### Task 1
Answer these questions using the review of Hannah Peel's 'Rebox 2' that appears before the lines.
(a) In which city is Hannah Peel based?
(b) Which acts were covered on the 2010 'Rebox' EP?
(c) Which song opens 'Rebox 2'?
### Task 2
Reproduce the review of Hannah Peel's 'Rebox 2', which comes before the lines, from "Anyone of lesser" up to and including "hand-cranked music box.".
### Task 3
Continue the review of Hannah Peel's 'Rebox 2', which comes before the lines, starting after its last sentence.

### Text passage
--
A second collection of glorious covers from Our Lady of the Music Box
Irish born and Liverpool based Hannah Peel might be best known as the synth playing violinist and singer of John Foxx & The Maths, and you might have caught her on tour with OMD or East India Youth, but on her new mini-album, ‘Rebox 2’, her roots feel closer to electronic/folk musicians like Patrick Wolf or Owen Pallett. And you can’t help feeling that she’s toying with representations of femininity here, perhaps most obviously by choosing to work with music boxes. These instruments recall clockwork jewellery boxes, tiny ballerinas revolving on springs, never stepping outside of their prescribed ornamental role. Peel mathematically hole-punches her own music box cards, subverting the restrictive connotations of the form to create intricate, unique compositions.
This set comes as a follow up to 2010’s ‘Rebox’ EP, which featured covers of Soft Cell, New Order, OMD and the Cocteau Twins, all reinterpreted in Peel’s idiosyncratic style. After this, she released her acclaimed debut solo album, ‘The Broken Wave’, followed by two further EPs. Now, with ‘Rebox 2’, she’s turning her attentions to some rather more contemporary songs, punctuated by some truly beautiful instrumental segues.
Anyone of lesser talent would probably have made covers like these sound twee, but Peel’s compositions are on another level entirely. ‘Rebox 2’ opens with a version of Perfume Genius’ ‘Queen’, which sets out her direction here very clearly: the cutting homophobic insults that form the lyrics are contrasted delicately with a melody played on a hand-cranked music box.
--
### Extracted material
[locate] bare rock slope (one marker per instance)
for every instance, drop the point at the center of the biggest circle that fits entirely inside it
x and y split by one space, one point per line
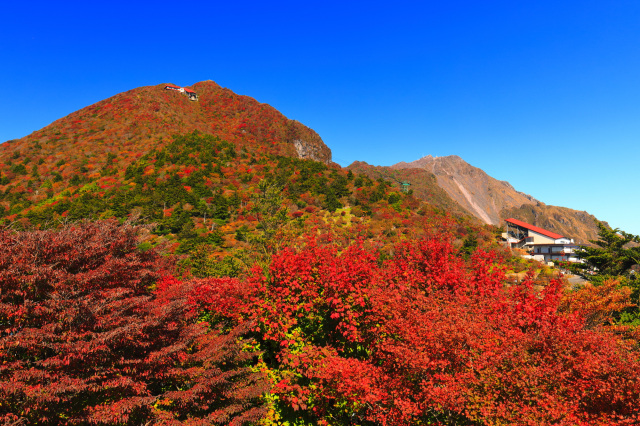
492 201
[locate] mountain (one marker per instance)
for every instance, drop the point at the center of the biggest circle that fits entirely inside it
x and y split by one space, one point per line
492 201
423 184
132 122
222 177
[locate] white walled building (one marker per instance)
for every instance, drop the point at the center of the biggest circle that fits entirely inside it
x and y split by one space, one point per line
542 244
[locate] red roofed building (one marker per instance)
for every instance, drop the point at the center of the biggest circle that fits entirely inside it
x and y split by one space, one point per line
542 244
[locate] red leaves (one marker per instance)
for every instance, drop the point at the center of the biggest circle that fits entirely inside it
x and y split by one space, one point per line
426 337
84 340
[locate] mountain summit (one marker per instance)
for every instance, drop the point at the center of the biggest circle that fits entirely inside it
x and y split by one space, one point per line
138 120
492 200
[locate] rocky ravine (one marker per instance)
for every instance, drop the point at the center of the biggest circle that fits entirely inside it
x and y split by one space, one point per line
492 201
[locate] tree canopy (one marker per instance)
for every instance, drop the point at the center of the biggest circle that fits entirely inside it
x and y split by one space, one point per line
614 253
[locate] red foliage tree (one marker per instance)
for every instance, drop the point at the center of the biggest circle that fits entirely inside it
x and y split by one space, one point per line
84 340
426 337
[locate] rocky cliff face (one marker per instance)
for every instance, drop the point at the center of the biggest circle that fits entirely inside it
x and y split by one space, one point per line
476 191
139 120
492 201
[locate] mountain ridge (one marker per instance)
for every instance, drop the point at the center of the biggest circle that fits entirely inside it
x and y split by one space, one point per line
492 200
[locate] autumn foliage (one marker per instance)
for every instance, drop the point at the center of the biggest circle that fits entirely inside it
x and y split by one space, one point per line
424 337
84 339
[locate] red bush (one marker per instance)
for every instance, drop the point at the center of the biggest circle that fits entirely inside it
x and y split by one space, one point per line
83 339
427 337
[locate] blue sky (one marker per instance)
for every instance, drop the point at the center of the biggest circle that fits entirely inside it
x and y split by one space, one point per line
545 94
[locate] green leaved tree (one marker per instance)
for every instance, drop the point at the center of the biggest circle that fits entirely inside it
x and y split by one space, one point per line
614 253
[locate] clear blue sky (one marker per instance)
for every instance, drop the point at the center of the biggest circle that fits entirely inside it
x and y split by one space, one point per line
545 95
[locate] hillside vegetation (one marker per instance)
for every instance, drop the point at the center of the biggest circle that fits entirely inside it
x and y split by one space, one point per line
175 262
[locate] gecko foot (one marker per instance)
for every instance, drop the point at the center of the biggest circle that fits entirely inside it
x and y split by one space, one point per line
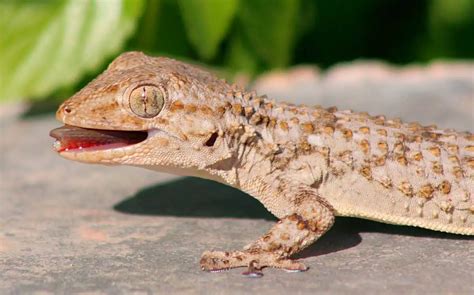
255 261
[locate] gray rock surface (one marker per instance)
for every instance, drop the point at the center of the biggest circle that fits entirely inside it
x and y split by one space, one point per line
69 228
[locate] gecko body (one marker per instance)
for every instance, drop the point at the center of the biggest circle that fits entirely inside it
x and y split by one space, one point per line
306 165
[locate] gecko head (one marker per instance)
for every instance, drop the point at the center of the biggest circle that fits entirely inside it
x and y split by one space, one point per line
144 111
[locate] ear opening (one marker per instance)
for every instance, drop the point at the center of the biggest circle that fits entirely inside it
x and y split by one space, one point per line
212 139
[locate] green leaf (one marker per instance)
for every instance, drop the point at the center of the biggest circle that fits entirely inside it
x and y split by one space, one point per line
206 23
240 56
45 45
270 26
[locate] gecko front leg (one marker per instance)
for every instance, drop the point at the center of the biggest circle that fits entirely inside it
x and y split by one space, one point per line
311 218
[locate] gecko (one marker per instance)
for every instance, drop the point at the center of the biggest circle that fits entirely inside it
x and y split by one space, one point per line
305 164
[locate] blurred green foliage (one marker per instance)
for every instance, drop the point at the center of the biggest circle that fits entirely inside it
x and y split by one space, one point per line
48 46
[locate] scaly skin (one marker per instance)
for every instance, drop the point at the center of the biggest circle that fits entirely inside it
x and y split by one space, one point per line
305 164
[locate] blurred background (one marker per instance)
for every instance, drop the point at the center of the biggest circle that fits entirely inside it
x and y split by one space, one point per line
51 48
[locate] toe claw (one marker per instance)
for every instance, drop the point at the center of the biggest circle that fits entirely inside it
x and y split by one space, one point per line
253 271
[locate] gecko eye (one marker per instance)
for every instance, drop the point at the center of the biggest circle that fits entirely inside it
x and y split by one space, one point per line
146 101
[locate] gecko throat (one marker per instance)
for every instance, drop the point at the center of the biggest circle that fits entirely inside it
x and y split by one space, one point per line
73 138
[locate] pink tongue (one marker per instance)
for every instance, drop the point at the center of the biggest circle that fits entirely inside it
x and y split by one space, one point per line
71 137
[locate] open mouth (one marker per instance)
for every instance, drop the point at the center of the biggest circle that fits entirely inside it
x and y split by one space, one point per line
72 138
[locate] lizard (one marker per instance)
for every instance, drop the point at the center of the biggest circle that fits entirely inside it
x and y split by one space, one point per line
305 164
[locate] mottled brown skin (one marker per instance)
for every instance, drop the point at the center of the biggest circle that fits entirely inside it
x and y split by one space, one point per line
305 164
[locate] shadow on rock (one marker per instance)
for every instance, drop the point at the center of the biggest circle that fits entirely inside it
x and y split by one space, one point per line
194 197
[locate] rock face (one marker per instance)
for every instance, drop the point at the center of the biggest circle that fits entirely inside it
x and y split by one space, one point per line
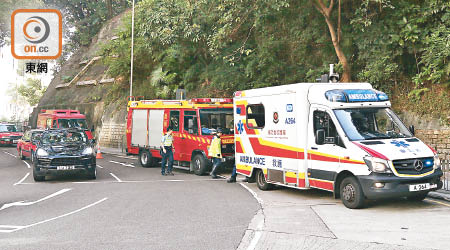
83 83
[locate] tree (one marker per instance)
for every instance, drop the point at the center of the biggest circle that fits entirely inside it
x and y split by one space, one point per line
32 91
335 34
--
### Exercise answer 1
(a) Liverpool
(b) Soft Cell, New Order, OMD and the Cocteau Twins
(c) Perfume Genius' 'Queen'

### Exercise answer 2
Anyone of lesser talent would probably have made covers like these sound twee, but Peel’s compositions are on another level entirely. ‘Rebox 2’ opens with a version of Perfume Genius’ ‘Queen’, which sets out her direction here very clearly: the cutting homophobic insults that form the lyrics are contrasted delicately with a melody played on a hand-cranked music box.

### Exercise answer 3
The music box comes to the fore in ‘Pale Green Ghosts’ too, defiantly standing out amongst synths and keyboards, brash against the fuzzy percussion. John Grant’s song is all harsh sounds and chugging rhythm; this adaptation takes on the spectres of the title, creating a haunting atmosphere with layered vocals in echoes upon echoes, yet still retaining a sparseness that reflects the insubstantiality of spirits and memories. ‘Palace’, from Wild Beasts’ ‘Present Tense’ album, lends itself perfectly to Peel’s minimalist treatment, and in ‘Heaven, How Long’ she takes on an East India Youth track and adds soaring violins: where the original felt like a wind-up, this version is a cooling down, an opening out, a cathartic close to the record.
The songs selected here were all originally recorded by men and hearing the lyrics from a woman’s perspective can shift our perception of the meaning drastically, but the instrumental pieces also play with gender roles and expectations. In ‘Let The Laughter In’, Peel’s chuckle becomes a rickety beat, contorting the girlishness of her giggling through rhythmic repetition. The result is infectious and the laughter falls further into artificiality; yet still the track retains a vitality and a freshness that can so often be absent from beat-based electronic music.
Hannah Peel has made something very rare in ‘Rebox 2’ and her forthcoming full-length should by strongly anticipated. This is a collection with heart and soul and intelligence – and because of all these things, it knows exactly how to draw you into its world. And how to keep you there.